Maintaining the health of our channel is critical to the success of this port and the private entities that operate here. More than 900 cruise, cargo and lay ships call on the Port of Galveston each year. Restricting cruise and cargo shipping activity by not adequately funding channel depths would have a huge negative impact on our regional and state economies, not to mention port revenues.
The Galveston Harbor is ranked among the top 50 busiest channels in the nation based on cargo tonnage. According to the U.S. Army Corps of Engineers, which maintains the federal portion of the channel, 12 million tons of cargo moved through the channel in 2021, ranking it 43rd among U.S. ports and waterways. That translates into millions of dollars in revenues and thousands of jobs for our region.
Responsibility for maintaining the channel is split between the port and the federal government. The port maintains areas around its berths, while the Corps maintains the central, federally owned portion of the channel.
Dredge, Dredge, Dredge
The port typically budgets more than $2 million a year to maintain depths of 35-45 feet in its portion of the waterway, from its berths to 115 feet into the channel. These funds come from port-generated operating revenues.
Cruise ships that sail from Galveston, including some of the largest in the world, have a maximum draft of 33 feet. Cargo ships that call on the port have maximum drafts of 44 feet, with the deepest-draft ships typically carrying dry and liquid bulk cargos.
Silt continuously moves into the ship channel and settles. This can cause depths to change by several feet in just a few months. It requires continuous monitoring to ensure that we can accommodate the ships that call on our port.
We conduct hydrographic surveys semi-annually to measure channel depths, more often if issues arise. For example, last year we had to schedule a special dredging project in our turning basin east of Pier 10 to maintain required dimensions of 1,500 feet wide and 37 feet deep.
Once we dredge the silt, it’s stored in the port’s 100-acre dredge spoil area on Pelican Island. We maintain an earthen wall, or levee, around the site to contain the sludgy muck as it dries.

» **Excerpted records**

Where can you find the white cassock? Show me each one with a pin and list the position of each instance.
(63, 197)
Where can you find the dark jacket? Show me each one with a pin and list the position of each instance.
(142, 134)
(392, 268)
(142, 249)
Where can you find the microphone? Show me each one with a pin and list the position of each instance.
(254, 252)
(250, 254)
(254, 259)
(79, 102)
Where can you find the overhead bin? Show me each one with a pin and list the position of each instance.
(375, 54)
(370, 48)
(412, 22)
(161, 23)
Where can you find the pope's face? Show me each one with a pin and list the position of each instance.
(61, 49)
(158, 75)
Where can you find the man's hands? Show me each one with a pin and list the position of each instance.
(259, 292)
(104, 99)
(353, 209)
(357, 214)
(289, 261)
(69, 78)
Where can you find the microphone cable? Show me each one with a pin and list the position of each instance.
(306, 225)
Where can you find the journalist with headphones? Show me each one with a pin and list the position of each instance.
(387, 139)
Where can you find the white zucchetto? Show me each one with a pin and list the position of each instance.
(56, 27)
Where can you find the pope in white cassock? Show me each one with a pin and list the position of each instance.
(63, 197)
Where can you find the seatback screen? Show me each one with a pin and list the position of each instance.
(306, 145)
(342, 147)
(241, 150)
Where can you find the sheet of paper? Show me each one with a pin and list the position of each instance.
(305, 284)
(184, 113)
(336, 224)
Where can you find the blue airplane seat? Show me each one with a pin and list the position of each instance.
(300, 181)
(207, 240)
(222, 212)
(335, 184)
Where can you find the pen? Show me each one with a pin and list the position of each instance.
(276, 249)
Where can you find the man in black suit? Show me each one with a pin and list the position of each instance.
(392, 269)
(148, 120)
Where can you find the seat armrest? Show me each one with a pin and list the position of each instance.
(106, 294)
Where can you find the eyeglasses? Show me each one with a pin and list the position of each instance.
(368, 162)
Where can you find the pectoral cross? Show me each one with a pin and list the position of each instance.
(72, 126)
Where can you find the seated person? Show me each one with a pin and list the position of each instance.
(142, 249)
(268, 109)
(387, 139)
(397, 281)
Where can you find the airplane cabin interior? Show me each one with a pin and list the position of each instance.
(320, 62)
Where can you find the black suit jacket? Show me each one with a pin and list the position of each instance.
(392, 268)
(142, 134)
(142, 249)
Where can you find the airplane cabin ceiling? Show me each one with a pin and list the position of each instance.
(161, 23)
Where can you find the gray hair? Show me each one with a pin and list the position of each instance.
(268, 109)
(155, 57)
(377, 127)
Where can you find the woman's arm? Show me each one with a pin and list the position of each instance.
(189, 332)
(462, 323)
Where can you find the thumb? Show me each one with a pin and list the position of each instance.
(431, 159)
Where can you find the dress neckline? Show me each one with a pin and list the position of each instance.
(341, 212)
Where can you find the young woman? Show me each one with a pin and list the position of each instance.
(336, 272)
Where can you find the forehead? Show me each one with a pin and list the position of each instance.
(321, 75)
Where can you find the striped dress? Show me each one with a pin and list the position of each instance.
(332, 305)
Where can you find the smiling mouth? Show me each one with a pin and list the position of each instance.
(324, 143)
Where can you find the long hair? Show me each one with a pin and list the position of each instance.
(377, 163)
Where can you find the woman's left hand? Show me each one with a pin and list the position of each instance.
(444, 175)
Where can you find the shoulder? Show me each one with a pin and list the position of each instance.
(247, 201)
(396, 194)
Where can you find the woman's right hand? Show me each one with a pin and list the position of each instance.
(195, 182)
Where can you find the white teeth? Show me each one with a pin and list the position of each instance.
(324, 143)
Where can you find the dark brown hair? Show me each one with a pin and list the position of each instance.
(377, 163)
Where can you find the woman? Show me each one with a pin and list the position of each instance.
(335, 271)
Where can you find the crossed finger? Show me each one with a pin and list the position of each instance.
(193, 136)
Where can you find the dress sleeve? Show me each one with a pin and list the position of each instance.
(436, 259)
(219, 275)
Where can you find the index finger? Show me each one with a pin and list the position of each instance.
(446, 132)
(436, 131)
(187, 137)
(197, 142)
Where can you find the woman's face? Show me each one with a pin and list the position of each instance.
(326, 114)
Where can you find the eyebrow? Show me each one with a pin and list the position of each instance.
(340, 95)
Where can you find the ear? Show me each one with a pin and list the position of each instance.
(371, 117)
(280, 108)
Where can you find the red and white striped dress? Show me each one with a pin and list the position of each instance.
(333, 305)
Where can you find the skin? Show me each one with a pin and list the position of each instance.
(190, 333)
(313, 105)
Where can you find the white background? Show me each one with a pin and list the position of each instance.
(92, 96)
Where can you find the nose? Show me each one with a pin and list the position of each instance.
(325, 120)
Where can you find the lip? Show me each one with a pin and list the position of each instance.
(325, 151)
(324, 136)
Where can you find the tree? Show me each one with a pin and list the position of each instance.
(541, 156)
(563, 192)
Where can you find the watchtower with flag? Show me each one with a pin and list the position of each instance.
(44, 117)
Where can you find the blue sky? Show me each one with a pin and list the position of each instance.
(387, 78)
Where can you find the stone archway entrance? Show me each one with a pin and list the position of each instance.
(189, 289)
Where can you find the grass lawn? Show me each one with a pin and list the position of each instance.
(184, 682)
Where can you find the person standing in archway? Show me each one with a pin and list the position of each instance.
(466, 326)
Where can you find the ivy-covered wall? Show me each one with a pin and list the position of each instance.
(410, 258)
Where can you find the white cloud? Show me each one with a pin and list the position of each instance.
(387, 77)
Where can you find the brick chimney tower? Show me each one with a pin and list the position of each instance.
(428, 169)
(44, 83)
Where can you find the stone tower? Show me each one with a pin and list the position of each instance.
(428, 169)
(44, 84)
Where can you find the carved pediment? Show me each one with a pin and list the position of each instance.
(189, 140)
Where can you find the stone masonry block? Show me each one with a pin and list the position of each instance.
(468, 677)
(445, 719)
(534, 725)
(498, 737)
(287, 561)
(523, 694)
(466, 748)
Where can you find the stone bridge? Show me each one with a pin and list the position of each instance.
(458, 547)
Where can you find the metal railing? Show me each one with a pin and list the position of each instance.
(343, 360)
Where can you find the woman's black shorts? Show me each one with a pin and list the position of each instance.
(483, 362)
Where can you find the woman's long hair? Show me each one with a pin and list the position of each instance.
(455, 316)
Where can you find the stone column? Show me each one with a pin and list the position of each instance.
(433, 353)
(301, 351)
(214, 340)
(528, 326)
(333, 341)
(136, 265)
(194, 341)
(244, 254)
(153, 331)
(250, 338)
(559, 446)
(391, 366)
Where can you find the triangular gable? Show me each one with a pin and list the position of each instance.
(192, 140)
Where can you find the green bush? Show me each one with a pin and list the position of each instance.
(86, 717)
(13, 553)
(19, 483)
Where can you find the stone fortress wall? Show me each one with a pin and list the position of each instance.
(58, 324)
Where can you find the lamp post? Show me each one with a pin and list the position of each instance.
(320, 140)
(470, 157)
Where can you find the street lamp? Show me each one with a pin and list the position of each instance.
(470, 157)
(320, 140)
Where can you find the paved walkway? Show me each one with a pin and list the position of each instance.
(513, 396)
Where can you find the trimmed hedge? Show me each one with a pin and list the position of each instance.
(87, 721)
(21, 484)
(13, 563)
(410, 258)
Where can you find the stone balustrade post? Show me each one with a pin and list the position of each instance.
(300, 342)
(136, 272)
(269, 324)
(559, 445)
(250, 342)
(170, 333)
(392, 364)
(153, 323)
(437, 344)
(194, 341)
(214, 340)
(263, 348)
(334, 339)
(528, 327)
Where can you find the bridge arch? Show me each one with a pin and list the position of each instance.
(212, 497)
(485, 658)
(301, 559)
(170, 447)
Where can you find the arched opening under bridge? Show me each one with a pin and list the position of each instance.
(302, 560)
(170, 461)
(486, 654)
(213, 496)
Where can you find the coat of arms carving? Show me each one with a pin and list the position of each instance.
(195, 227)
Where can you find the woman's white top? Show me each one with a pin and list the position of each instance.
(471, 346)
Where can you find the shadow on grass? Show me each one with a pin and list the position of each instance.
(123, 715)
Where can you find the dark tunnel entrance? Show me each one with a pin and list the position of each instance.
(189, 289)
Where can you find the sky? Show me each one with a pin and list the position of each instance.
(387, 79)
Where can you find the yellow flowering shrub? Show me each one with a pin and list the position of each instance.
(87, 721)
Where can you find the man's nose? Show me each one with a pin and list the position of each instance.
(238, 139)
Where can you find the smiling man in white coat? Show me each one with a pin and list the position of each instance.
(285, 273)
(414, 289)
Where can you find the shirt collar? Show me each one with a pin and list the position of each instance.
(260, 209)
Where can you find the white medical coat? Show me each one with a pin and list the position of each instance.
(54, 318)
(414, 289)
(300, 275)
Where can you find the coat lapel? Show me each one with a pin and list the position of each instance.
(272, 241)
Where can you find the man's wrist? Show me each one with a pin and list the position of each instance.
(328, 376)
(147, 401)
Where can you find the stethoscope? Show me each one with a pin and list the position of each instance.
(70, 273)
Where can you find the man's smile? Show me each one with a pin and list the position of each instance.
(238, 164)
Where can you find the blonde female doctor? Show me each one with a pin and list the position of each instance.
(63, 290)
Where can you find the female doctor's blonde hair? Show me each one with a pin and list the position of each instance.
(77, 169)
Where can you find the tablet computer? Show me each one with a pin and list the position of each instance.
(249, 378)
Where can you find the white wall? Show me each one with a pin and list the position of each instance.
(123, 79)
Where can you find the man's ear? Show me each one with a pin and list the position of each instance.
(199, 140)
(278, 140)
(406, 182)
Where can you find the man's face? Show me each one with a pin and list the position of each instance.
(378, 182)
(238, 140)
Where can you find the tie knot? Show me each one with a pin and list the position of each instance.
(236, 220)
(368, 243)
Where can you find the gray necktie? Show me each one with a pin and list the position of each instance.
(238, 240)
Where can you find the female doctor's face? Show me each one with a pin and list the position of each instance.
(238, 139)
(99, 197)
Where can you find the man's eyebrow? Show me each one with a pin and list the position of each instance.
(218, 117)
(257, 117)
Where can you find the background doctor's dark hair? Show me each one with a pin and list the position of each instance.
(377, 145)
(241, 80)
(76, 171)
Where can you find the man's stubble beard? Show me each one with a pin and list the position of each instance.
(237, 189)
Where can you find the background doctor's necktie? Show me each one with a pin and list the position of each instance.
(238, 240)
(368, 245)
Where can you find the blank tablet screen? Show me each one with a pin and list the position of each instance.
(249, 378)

» **Exercises to complete**
**A)** Do these statements agree with the Port of Galveston text? (i) The port pays for dredging its portion of the waterway with federal money. (ii) Cruise ships that sail from Galveston have a maximum draft of 33 feet. (iii) The port conducts hydrographic surveys every quarter. For each, answer yes or no and quote the deciding words.
**B)** Count the lines of the rows that contain the string "microphone". How many are there? Give only the number.

» **Results of the exercise**
**A)**
(i) No: "These funds come from port-generated operating revenues."
(ii) Yes: "Cruise ships that sail from Galveston, including some of the largest in the world, have a maximum draft of 33 feet."
(iii) No: "We conduct hydrographic surveys semi-annually to measure channel depths, more often if issues arise."

**B)** 2